WRITTEN REQUEST:
Count how many lines in the material contain the string "dress", and reply with that number alone.

BEGIN ITEMS

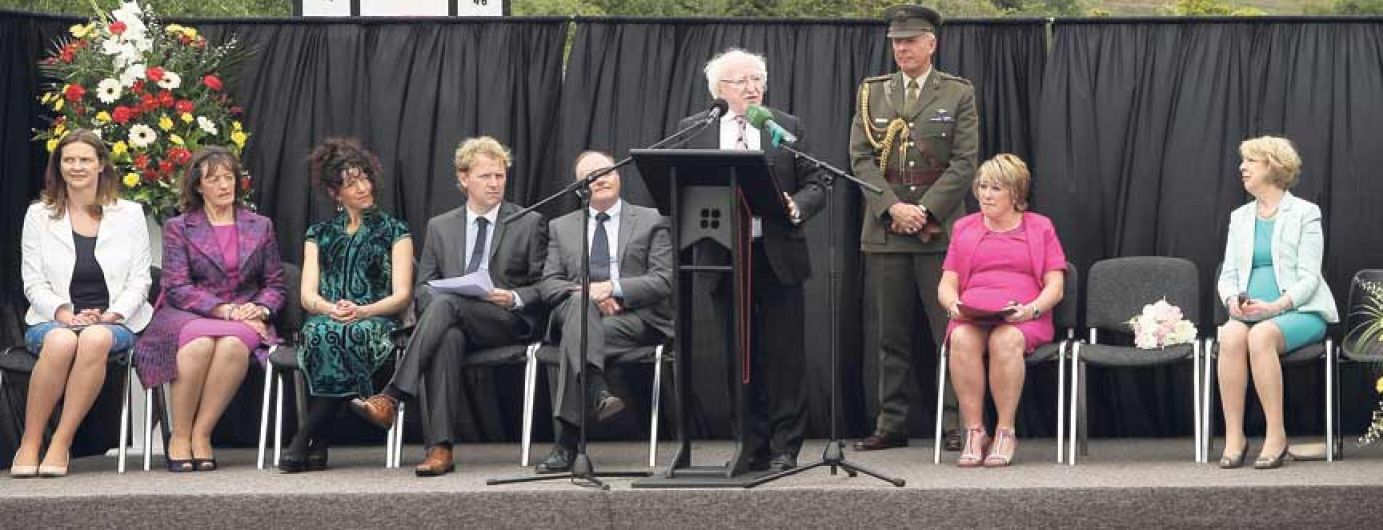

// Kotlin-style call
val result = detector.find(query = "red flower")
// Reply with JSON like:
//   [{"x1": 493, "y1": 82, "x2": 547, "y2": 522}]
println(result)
[
  {"x1": 62, "y1": 84, "x2": 86, "y2": 101},
  {"x1": 169, "y1": 147, "x2": 192, "y2": 166},
  {"x1": 111, "y1": 105, "x2": 134, "y2": 125}
]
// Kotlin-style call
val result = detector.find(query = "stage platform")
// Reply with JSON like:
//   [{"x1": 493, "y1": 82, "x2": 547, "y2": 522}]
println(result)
[{"x1": 0, "y1": 439, "x2": 1383, "y2": 529}]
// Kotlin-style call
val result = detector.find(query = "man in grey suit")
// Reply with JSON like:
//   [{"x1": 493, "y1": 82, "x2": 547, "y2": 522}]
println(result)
[
  {"x1": 351, "y1": 137, "x2": 548, "y2": 476},
  {"x1": 537, "y1": 151, "x2": 672, "y2": 473}
]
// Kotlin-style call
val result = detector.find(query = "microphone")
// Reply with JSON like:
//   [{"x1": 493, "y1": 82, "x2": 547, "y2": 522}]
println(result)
[
  {"x1": 744, "y1": 105, "x2": 797, "y2": 147},
  {"x1": 701, "y1": 98, "x2": 730, "y2": 123}
]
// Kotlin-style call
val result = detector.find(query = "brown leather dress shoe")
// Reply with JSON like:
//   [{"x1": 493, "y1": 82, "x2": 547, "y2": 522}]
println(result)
[
  {"x1": 855, "y1": 435, "x2": 907, "y2": 451},
  {"x1": 414, "y1": 446, "x2": 456, "y2": 476},
  {"x1": 350, "y1": 394, "x2": 398, "y2": 429}
]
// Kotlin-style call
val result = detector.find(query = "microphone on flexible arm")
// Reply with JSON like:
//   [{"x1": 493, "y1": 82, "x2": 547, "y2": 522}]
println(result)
[{"x1": 744, "y1": 105, "x2": 797, "y2": 147}]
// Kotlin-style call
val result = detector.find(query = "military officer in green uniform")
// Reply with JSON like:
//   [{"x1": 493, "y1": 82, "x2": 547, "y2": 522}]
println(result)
[{"x1": 851, "y1": 6, "x2": 979, "y2": 450}]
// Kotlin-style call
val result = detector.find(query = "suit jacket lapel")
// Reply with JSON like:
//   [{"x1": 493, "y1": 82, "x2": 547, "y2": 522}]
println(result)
[
  {"x1": 615, "y1": 203, "x2": 639, "y2": 268},
  {"x1": 187, "y1": 210, "x2": 225, "y2": 273}
]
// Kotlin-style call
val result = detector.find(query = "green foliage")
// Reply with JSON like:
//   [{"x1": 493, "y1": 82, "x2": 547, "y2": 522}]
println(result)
[
  {"x1": 1171, "y1": 0, "x2": 1264, "y2": 17},
  {"x1": 0, "y1": 0, "x2": 293, "y2": 17},
  {"x1": 1335, "y1": 0, "x2": 1383, "y2": 15}
]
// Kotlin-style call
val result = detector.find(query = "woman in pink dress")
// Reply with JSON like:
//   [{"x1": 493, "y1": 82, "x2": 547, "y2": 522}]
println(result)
[{"x1": 938, "y1": 154, "x2": 1066, "y2": 468}]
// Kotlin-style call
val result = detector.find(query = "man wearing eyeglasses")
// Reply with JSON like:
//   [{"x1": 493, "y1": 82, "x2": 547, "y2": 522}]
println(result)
[
  {"x1": 678, "y1": 48, "x2": 827, "y2": 472},
  {"x1": 851, "y1": 6, "x2": 979, "y2": 451}
]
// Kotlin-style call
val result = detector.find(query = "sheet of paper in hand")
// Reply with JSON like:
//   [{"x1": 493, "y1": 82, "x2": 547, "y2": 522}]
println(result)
[
  {"x1": 427, "y1": 268, "x2": 495, "y2": 298},
  {"x1": 956, "y1": 302, "x2": 1018, "y2": 322}
]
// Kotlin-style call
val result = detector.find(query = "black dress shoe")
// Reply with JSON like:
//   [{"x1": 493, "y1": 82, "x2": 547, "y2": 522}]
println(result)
[
  {"x1": 855, "y1": 435, "x2": 907, "y2": 451},
  {"x1": 769, "y1": 454, "x2": 797, "y2": 473},
  {"x1": 534, "y1": 446, "x2": 577, "y2": 475},
  {"x1": 591, "y1": 390, "x2": 624, "y2": 422},
  {"x1": 942, "y1": 429, "x2": 965, "y2": 453}
]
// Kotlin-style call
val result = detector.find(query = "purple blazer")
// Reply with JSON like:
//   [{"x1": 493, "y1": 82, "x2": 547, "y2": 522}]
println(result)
[{"x1": 134, "y1": 208, "x2": 288, "y2": 387}]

END ITEMS

ANSWER TO THIS EXERCISE:
3